CONSIGNES:
A: D'après le texte sur le témoignage et le trauma, à partir de quels soldats a-t-on découvert le PTSD ?
B: Recopiez, dans le texte sur le témoignage et le trauma, tout le passage depuis « Se raconter comme » jusqu'à « guérison du trauma. ».

BLOC DE TEXTE:

Ce projet est plus qu’intéressant, il est essentiel. Depuis qu’on a découvert le PTSD (Post Traumatic Stress Syndrom) avec les soldats revenant du Vietnam, le monde scientifique sait à quel point la notion de témoignage et de reconnaissance du vécu est importante pour revenir de traumas sévères dus à des violences.
De la même manière que pour les soldats revenant de guerre, une personne victime de violences genrées aura besoin d’être reconnue comme victime d’un crime et, si possible, que le crime soit jugé pour se reconstruire comme être ayant le droit de vivre en société comme une égale et en sécurité. Elle aura également besoin pour reconstruire son intégrité psychique que quelqu’un soit témoin de son vécu, l’entende, la regarde, la lise.
Ainsi, en posant les mots sur ses maux, selon la formule consacrée, elle marquera d’une trace indélébile le monde qui, désormais, ne pourra plus ignorer ce qu’elle a subi. De plus, en recomposant son vécu pour le mettre en récit, la personne victime devient autrice, se décale par rapport à son histoire et peut se repositionner à une place de personne à part entière, en prenant de la distance par rapport aux événements, au trauma.
Se raconter comme on le choisit, partager en un lieu sécure et retourner vers les autres avec dignité sont des étapes essentielles vers la guérison du trauma.

Y a-t-il selon vous un « effet réparateur » à l’utilisation de l’écriture et de la créativité ?

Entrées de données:
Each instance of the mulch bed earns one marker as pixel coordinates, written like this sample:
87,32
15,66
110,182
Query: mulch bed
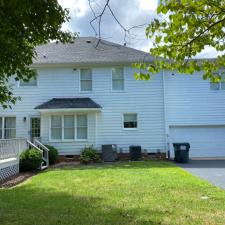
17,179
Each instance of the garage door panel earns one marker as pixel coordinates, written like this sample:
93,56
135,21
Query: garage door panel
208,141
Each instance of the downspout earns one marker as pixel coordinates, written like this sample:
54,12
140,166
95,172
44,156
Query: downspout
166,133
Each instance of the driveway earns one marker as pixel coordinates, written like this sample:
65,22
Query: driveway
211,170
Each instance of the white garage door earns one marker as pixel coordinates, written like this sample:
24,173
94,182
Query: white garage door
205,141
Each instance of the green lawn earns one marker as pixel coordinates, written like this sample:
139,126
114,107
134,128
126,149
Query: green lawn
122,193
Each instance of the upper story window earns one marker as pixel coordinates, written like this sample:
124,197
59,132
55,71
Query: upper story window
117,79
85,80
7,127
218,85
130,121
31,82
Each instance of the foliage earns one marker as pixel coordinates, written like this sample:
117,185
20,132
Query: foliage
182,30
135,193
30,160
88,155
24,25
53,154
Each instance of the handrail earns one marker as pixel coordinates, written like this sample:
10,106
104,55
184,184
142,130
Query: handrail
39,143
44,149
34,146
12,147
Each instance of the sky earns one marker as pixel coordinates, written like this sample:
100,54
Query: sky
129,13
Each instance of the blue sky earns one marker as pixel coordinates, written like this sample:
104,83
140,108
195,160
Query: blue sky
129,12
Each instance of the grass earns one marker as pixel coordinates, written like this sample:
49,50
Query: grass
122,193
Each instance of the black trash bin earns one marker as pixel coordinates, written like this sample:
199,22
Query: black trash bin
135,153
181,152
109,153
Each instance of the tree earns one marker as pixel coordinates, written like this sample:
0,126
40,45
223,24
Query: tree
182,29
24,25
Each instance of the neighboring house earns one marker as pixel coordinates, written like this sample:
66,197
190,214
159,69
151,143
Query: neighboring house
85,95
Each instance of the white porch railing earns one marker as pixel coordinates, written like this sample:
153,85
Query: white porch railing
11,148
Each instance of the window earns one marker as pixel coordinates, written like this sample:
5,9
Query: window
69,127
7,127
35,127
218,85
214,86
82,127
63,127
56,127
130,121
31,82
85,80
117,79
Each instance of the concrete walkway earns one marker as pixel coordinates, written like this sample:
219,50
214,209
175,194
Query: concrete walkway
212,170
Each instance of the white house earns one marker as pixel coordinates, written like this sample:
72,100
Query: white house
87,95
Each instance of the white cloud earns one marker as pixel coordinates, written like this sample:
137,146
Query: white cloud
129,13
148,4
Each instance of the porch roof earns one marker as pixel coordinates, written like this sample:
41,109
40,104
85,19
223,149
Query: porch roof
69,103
==
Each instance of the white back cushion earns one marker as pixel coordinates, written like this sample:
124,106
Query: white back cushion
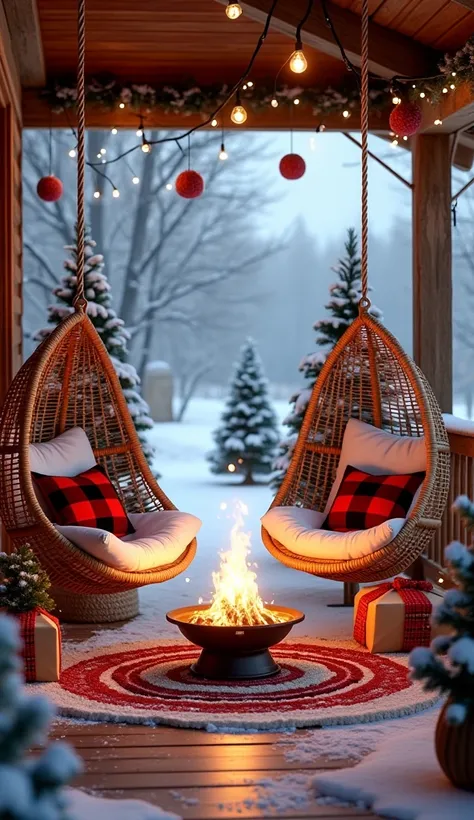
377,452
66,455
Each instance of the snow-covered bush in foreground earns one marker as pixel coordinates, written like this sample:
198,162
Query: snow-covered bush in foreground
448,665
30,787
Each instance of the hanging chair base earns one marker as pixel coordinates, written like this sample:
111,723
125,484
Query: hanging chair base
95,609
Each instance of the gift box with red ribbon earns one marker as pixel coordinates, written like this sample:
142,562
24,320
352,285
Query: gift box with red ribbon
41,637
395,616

CORRIGÉ DE L'EXERCICE:
A: À partir des soldats revenant du Vietnam.

B:
Se raconter comme on le choisit, partager en un lieu sécure et retourner vers les autres avec dignité sont des étapes essentielles vers la guérison du trauma.